■ **What to work on**:
Please reproduce the full set of data below exactly.

■ **Given data**:
-.-.-

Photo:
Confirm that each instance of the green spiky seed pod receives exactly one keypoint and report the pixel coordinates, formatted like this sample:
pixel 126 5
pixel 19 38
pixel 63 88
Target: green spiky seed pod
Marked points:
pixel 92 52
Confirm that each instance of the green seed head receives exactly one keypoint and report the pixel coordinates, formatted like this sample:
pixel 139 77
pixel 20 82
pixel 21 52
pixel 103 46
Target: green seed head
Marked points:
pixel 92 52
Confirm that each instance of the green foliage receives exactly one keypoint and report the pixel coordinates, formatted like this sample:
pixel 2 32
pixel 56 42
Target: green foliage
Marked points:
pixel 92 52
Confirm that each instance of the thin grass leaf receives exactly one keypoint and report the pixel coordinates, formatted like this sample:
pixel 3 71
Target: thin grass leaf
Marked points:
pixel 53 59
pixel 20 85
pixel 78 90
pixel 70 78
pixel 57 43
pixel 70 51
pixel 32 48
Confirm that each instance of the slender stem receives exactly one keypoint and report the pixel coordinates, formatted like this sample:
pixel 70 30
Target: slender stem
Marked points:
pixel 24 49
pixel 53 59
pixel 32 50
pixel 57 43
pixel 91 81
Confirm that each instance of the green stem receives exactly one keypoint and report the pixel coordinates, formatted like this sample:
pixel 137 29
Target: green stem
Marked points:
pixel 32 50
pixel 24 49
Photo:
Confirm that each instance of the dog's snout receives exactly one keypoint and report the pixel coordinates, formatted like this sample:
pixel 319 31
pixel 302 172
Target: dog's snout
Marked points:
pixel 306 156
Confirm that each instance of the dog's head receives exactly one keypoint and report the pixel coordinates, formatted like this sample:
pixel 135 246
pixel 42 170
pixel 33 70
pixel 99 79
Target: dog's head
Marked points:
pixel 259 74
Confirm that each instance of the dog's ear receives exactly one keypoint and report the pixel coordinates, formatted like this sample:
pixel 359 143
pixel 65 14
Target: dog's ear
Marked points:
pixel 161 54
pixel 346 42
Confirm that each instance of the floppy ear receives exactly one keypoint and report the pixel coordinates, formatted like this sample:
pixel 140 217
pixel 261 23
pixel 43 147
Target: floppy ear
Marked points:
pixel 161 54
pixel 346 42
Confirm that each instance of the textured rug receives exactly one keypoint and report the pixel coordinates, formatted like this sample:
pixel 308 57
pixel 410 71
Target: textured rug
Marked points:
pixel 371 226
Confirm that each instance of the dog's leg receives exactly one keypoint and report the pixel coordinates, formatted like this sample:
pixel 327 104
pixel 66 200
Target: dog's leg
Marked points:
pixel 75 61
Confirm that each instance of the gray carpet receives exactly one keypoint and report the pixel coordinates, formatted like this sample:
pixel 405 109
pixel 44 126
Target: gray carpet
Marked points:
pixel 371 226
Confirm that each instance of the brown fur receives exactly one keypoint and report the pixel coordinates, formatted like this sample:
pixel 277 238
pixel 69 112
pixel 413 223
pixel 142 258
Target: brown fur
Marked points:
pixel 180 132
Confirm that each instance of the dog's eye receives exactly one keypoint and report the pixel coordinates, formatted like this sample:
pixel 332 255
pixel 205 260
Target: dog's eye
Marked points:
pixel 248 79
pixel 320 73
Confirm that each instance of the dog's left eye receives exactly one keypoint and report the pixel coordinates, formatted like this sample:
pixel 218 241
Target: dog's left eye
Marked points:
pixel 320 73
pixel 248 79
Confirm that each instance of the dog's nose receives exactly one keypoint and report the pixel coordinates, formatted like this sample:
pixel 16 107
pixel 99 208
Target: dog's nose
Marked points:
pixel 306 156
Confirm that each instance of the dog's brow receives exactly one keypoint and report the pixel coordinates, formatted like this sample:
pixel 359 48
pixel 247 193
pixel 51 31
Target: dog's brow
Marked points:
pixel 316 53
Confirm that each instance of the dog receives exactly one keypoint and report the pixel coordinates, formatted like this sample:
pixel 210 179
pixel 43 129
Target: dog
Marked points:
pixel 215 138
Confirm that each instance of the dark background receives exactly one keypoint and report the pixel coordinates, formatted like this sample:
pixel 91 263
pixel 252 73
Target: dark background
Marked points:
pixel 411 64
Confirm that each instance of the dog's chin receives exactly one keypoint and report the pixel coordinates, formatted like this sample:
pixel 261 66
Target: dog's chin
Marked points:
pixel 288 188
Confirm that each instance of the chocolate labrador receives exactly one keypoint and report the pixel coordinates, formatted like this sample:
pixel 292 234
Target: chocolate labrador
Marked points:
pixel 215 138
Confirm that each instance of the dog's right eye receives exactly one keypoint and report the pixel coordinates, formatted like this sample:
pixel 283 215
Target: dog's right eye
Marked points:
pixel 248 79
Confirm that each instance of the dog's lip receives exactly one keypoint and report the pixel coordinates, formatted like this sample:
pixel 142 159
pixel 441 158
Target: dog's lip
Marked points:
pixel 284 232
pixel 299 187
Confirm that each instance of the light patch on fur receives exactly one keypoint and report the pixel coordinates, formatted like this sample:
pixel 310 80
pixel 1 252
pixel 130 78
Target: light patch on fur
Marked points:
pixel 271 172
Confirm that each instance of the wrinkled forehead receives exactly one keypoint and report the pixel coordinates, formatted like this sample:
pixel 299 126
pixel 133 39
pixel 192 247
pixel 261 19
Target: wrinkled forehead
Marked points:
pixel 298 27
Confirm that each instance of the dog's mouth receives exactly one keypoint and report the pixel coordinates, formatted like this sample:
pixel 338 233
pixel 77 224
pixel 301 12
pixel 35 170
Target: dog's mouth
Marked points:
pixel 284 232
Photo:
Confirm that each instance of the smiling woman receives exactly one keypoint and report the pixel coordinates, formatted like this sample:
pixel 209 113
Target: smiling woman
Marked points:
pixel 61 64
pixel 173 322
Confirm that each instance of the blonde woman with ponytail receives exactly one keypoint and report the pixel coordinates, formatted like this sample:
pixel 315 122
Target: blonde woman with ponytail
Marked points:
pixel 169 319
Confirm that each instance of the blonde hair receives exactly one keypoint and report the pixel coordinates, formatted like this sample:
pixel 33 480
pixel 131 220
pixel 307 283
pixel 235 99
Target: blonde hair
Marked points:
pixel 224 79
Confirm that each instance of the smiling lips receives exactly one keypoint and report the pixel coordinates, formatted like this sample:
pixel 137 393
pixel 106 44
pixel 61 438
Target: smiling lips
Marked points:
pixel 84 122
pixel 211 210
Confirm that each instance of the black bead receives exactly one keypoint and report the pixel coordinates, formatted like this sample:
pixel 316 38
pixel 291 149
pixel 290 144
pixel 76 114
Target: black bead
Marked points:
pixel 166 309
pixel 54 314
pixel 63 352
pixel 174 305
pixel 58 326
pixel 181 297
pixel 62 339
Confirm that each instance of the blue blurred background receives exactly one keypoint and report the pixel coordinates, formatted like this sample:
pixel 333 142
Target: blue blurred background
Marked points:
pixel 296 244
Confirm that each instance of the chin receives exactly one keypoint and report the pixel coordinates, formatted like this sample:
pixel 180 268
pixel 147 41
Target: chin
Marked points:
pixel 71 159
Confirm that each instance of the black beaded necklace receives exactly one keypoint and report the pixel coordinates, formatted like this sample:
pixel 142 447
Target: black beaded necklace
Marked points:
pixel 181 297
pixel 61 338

-.-.-

■ **Output below**:
Photo:
Confirm that each instance of the green spiky seed pod receives exactly one keypoint and report the pixel coordinates, formatted like this sample:
pixel 126 5
pixel 19 38
pixel 63 88
Target: green spiky seed pod
Marked points:
pixel 92 52
Confirm that each instance of the green seed head receives exactly one keypoint and report the pixel coordinates, formatted like this sample:
pixel 139 77
pixel 20 82
pixel 21 52
pixel 103 46
Target: green seed head
Marked points:
pixel 92 52
Confirm that each instance of the green foliage receives exactly one keypoint and report the pixel coordinates, formatted like this sample:
pixel 2 32
pixel 56 42
Target: green foliage
Marked points:
pixel 92 52
Confirm that each instance of the thin grass leaf receives exactly one keypoint and report the pixel coordinates, formatted like this sample:
pixel 3 71
Target: thin grass leaf
Marked points:
pixel 53 59
pixel 20 85
pixel 78 90
pixel 70 78
pixel 57 43
pixel 70 51
pixel 32 48
Confirm that each instance of the slender stem receives exactly one keypoint and report the pixel coordinates, formatted like this sample:
pixel 70 30
Target: slender stem
Marked points:
pixel 24 49
pixel 53 59
pixel 32 50
pixel 57 43
pixel 91 81
Confirm that each instance of the green stem receives exactly one keypoint and report the pixel coordinates, formatted like this sample:
pixel 137 29
Target: green stem
Marked points:
pixel 32 50
pixel 24 49
Photo:
Confirm that each instance of the dog's snout receives exactly one keypoint and report the pixel coordinates, formatted like this sample:
pixel 319 31
pixel 302 172
Target: dog's snout
Marked points:
pixel 306 156
Confirm that each instance of the dog's head receives exactly one keypoint and report the pixel coordinates, formatted like this sample:
pixel 135 246
pixel 42 170
pixel 33 70
pixel 99 79
Target: dog's head
Marked points:
pixel 259 74
Confirm that each instance of the dog's ear receives exactly one keypoint and report the pixel coordinates, formatted like this sample:
pixel 359 143
pixel 65 14
Target: dog's ear
Marked points:
pixel 161 54
pixel 346 42
Confirm that each instance of the floppy ear receives exactly one keypoint and report the pixel coordinates, formatted like this sample:
pixel 140 217
pixel 261 23
pixel 43 147
Target: floppy ear
Marked points:
pixel 161 54
pixel 346 42
Confirm that each instance of the textured rug receives exactly one keypoint and report the pixel coordinates, formatted like this sample:
pixel 308 57
pixel 410 71
Target: textured rug
Marked points:
pixel 371 226
Confirm that each instance of the dog's leg receives exactly one keypoint and report the pixel coordinates, formatted like this sample:
pixel 327 104
pixel 66 200
Target: dog's leg
Marked points:
pixel 75 61
Confirm that each instance of the gray carpet receives exactly one keypoint and report the pixel coordinates, formatted like this sample:
pixel 405 109
pixel 44 126
Target: gray carpet
Marked points:
pixel 371 226
Confirm that each instance of the brown fur receives exactly one keypoint and report the pixel coordinates, formatted like this sample:
pixel 277 238
pixel 69 112
pixel 413 223
pixel 142 258
Target: brown fur
Marked points:
pixel 180 132
Confirm that each instance of the dog's eye receives exactly one keypoint and report the pixel coordinates, formatted like this sample:
pixel 332 255
pixel 205 260
Target: dog's eye
Marked points:
pixel 248 79
pixel 320 73
Confirm that each instance of the dog's left eye receives exactly one keypoint and report the pixel coordinates, formatted like this sample:
pixel 218 241
Target: dog's left eye
Marked points:
pixel 320 73
pixel 248 79
Confirm that each instance of the dog's nose receives exactly one keypoint and report the pixel coordinates, formatted like this sample:
pixel 16 107
pixel 99 208
Target: dog's nose
Marked points:
pixel 306 156
Confirm that each instance of the dog's brow receives exactly one keypoint and report the pixel coordinates, formatted like this sample:
pixel 359 48
pixel 247 193
pixel 51 31
Target: dog's brow
Marked points:
pixel 316 53
Confirm that each instance of the dog receives exactly one keypoint and report the pixel coordinates, formatted like this sample:
pixel 210 179
pixel 43 129
Target: dog
Marked points:
pixel 215 138
Confirm that each instance of the dark background receives exactly one keypoint and report the pixel coordinates, formatted like this sample:
pixel 91 263
pixel 252 73
Target: dark background
Marked points:
pixel 411 64
Confirm that each instance of the dog's chin receives exactly one keypoint and report the pixel coordinates, formatted like this sample:
pixel 261 66
Target: dog's chin
Marked points:
pixel 288 188
Confirm that each instance of the chocolate labrador receives exactly one keypoint and report the pixel coordinates, formatted like this sample:
pixel 292 234
Target: chocolate labrador
Marked points:
pixel 215 138
Confirm that each instance of the dog's right eye receives exactly one keypoint and report the pixel coordinates, formatted like this sample:
pixel 283 215
Target: dog's right eye
Marked points:
pixel 248 79
Confirm that each instance of the dog's lip receives exactly one keypoint and report the pixel coordinates, formatted like this sample:
pixel 142 159
pixel 441 158
Target: dog's lip
Marked points:
pixel 284 232
pixel 299 187
Confirm that each instance of the light patch on fur receives exactly one keypoint and report the pixel coordinates, formatted like this sample:
pixel 310 80
pixel 1 252
pixel 130 78
Target: light patch on fur
Marked points:
pixel 271 172
Confirm that each instance of the wrinkled forehead receives exactly one keypoint and report the pixel coordinates, formatted like this sample:
pixel 299 126
pixel 133 39
pixel 192 247
pixel 261 19
Target: wrinkled forehead
Marked points:
pixel 298 27
Confirm that each instance of the dog's mouth receives exactly one keypoint and report the pixel coordinates, formatted like this sample:
pixel 338 233
pixel 77 224
pixel 301 12
pixel 35 170
Target: dog's mouth
Marked points:
pixel 284 232
Photo:
Confirm that each instance of the smiling woman receives exactly one keypoint and report the pixel coordinates, formatted like this sample:
pixel 209 113
Target: smiling woman
Marked points:
pixel 61 64
pixel 173 322
Confirm that each instance of the blonde woman with ponytail receives exactly one keypoint and report the pixel coordinates, formatted like this sample:
pixel 315 122
Target: blonde woman with ponytail
Marked points:
pixel 169 319
Confirm that each instance of the blonde hair receives exactly one keypoint and report the pixel coordinates, formatted like this sample:
pixel 33 480
pixel 131 220
pixel 307 283
pixel 235 99
Target: blonde hair
Marked points:
pixel 224 79
Confirm that each instance of the smiling lips receives exactly one keypoint and report the pixel coordinates, formatted like this sample:
pixel 137 393
pixel 106 44
pixel 61 438
Target: smiling lips
Marked points:
pixel 84 122
pixel 211 210
Confirm that each instance of the black bead receives exactly one keypoint and report the pixel coordinates, formatted like this sample:
pixel 316 38
pixel 291 149
pixel 290 144
pixel 76 114
Target: black bead
Marked points:
pixel 166 309
pixel 54 314
pixel 63 352
pixel 174 305
pixel 58 326
pixel 181 297
pixel 62 339
Confirm that each instance of the blue blurred background receives exactly one keypoint and report the pixel coordinates, formatted like this sample:
pixel 333 142
Target: blue blurred background
Marked points:
pixel 296 244
Confirm that each instance of the chin receives exactly one keypoint and report the pixel coordinates, formatted like this sample:
pixel 180 268
pixel 147 41
Target: chin
Marked points:
pixel 71 159
Confirm that each instance of the black beaded necklace receives exactly one keypoint and report the pixel coordinates, formatted like this sample:
pixel 142 447
Target: black beaded necklace
Marked points:
pixel 181 297
pixel 61 338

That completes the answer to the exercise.